━━ Items ━━

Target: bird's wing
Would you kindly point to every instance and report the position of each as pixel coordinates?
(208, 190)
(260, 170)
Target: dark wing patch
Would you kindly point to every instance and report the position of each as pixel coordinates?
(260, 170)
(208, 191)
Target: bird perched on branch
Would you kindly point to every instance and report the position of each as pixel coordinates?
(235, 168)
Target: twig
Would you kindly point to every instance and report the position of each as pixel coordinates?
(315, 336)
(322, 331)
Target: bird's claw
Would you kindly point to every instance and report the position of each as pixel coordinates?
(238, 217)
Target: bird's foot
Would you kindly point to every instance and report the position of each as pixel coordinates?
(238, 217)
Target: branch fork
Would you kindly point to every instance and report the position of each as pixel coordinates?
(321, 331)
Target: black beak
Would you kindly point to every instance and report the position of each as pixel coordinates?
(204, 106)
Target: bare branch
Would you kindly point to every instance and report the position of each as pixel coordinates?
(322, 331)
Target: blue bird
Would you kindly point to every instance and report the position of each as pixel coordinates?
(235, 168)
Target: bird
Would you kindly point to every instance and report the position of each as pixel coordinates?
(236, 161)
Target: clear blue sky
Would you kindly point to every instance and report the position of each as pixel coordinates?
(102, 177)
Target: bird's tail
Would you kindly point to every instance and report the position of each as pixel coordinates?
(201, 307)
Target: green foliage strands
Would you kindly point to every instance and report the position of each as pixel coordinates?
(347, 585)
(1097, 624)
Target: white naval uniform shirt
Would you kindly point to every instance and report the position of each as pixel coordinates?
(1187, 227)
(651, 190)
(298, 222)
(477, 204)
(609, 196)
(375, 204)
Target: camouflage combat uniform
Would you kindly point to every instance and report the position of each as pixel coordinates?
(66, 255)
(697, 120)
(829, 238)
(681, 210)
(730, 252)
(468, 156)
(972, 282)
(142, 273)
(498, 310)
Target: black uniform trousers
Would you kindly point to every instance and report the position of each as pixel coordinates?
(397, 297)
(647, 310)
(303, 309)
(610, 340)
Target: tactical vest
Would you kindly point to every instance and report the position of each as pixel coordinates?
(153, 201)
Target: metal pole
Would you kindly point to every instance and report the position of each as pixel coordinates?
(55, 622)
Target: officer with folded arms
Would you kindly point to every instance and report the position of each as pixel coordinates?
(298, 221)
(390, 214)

━━━

__Goal of the exercise__.
Reproduce the entries from the line containing "Target: blue bird" through the line containing "(1097, 624)", both lines included, and keep the requests unchanged. Multiply every pixel coordinate in the answers by 2.15 and round each result to a whole number, with halves rounded up.

__Problem solution__.
Target: blue bird
Would you kindly point to every instance and report the position of each as pixel coordinates?
(505, 361)
Target: bird
Would you kindly point to every instance and report the position of each as pixel coordinates?
(507, 346)
Target: clear blue sky
Would you kindly point to every instance and report the position of each as pixel coordinates?
(219, 381)
Target: bird's tail
Would you kindly point to every instance and report the position of each as pixel coordinates?
(432, 660)
Target: green foliage strands
Would you kindly point to every instance and report the position of each as pixel coordinates?
(746, 1258)
(2359, 1342)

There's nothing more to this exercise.